## WHAT IS NEEDED:
What lines in the records include the string "sandal"? Return each one.

'''

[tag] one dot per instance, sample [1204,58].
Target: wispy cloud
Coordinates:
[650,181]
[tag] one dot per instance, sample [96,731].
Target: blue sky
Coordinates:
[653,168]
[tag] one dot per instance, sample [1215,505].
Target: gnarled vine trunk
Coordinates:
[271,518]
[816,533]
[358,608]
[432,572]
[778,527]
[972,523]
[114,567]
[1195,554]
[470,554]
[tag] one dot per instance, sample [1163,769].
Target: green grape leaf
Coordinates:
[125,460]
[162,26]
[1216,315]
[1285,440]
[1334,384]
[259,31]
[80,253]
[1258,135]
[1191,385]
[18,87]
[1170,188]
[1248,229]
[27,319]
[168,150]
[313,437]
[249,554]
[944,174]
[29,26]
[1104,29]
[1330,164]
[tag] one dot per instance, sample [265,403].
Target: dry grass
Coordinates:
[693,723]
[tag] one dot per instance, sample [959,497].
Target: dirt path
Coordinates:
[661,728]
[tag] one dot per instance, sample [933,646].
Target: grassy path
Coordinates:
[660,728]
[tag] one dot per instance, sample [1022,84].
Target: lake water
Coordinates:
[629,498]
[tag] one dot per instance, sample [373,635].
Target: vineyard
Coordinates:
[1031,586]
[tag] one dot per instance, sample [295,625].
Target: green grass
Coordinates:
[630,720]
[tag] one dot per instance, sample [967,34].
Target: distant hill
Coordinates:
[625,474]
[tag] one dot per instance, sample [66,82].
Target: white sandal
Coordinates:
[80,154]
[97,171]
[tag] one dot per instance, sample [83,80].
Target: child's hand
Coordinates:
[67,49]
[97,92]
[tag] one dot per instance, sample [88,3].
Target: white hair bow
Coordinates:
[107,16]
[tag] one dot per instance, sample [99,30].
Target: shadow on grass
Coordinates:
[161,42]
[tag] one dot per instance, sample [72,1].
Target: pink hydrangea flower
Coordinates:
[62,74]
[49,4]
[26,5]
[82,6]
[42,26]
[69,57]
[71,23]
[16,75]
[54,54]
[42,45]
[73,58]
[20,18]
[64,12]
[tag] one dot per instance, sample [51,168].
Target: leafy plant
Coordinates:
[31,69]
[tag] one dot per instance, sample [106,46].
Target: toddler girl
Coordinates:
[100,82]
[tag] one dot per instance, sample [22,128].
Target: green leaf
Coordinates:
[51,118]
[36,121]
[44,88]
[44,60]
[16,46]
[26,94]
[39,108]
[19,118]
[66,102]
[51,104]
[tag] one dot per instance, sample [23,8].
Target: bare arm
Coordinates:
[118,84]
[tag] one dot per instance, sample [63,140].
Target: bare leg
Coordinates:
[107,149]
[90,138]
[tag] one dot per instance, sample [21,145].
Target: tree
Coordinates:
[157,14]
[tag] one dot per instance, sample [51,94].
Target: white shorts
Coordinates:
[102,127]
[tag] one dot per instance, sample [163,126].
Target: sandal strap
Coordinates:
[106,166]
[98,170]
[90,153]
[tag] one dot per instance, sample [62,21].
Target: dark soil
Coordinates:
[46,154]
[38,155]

'''

## RESULT:
Target: white sandal
Target: sandal strap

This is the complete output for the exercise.